# Start of Information provided

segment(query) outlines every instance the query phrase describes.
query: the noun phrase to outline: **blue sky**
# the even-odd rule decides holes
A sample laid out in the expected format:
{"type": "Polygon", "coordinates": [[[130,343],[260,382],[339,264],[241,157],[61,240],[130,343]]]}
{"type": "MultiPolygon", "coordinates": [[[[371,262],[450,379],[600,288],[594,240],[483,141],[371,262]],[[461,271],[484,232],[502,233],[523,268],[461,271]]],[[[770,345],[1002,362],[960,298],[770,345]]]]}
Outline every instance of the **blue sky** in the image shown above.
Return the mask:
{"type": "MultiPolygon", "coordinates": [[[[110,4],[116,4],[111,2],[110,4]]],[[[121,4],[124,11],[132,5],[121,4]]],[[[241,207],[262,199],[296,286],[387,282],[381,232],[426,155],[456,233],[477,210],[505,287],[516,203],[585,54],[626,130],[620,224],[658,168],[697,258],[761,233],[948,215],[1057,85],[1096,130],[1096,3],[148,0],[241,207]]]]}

# End of Information provided

▶ **Exercise aim**: Find every line above that contains the string "coordinates" and copy each one in full.

▶ **Answer to this problem**:
{"type": "Polygon", "coordinates": [[[130,343],[260,382],[339,264],[241,157],[61,240],[130,343]]]}
{"type": "MultiPolygon", "coordinates": [[[[371,262],[450,379],[600,288],[594,240],[483,141],[371,262]],[[461,271],[484,232],[502,233],[523,268],[461,271]]],[[[770,345],[1002,362],[960,298],[770,345]]]]}
{"type": "MultiPolygon", "coordinates": [[[[110,4],[116,4],[111,2],[110,4]]],[[[121,4],[124,11],[132,5],[121,4]]],[[[241,207],[262,199],[296,286],[387,282],[381,232],[426,155],[456,233],[477,210],[505,287],[516,203],[585,54],[626,130],[620,224],[658,168],[697,258],[761,233],[948,215],[1057,85],[1096,130],[1096,3],[148,0],[241,207]]]]}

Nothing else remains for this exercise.